TASK STATEMENT -
Pull out each line of the records below that contains the string "human", and copy those lines in full. Case counts.
((
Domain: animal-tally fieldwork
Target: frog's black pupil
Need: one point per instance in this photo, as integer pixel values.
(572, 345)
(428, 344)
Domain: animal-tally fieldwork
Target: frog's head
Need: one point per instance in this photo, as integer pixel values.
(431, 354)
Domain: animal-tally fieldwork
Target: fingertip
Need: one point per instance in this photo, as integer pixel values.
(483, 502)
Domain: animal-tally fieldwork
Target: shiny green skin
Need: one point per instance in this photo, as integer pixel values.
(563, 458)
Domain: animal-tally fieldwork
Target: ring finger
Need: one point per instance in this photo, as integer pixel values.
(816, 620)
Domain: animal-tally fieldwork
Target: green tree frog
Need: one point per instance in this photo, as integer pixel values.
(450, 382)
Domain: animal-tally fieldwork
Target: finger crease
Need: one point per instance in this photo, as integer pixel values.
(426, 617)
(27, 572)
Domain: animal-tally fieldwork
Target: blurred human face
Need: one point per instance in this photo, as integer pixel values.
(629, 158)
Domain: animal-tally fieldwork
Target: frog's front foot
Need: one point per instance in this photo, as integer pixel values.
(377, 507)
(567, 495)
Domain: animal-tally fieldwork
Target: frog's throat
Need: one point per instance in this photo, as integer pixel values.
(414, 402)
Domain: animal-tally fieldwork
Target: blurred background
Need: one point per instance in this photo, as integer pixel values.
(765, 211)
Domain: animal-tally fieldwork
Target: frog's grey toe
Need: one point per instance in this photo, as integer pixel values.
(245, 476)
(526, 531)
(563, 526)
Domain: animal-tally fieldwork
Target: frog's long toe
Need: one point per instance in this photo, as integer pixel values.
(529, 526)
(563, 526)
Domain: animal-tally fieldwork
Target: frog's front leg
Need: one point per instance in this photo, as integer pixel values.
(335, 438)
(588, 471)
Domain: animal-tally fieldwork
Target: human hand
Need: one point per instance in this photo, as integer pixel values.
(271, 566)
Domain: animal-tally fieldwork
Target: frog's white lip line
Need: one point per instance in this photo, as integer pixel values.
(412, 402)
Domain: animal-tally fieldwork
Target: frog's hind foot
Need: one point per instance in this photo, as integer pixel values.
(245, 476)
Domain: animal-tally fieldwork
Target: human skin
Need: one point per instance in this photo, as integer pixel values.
))
THE COMPLETED TASK -
Target: blurred human face
Target: human hand
Target: human skin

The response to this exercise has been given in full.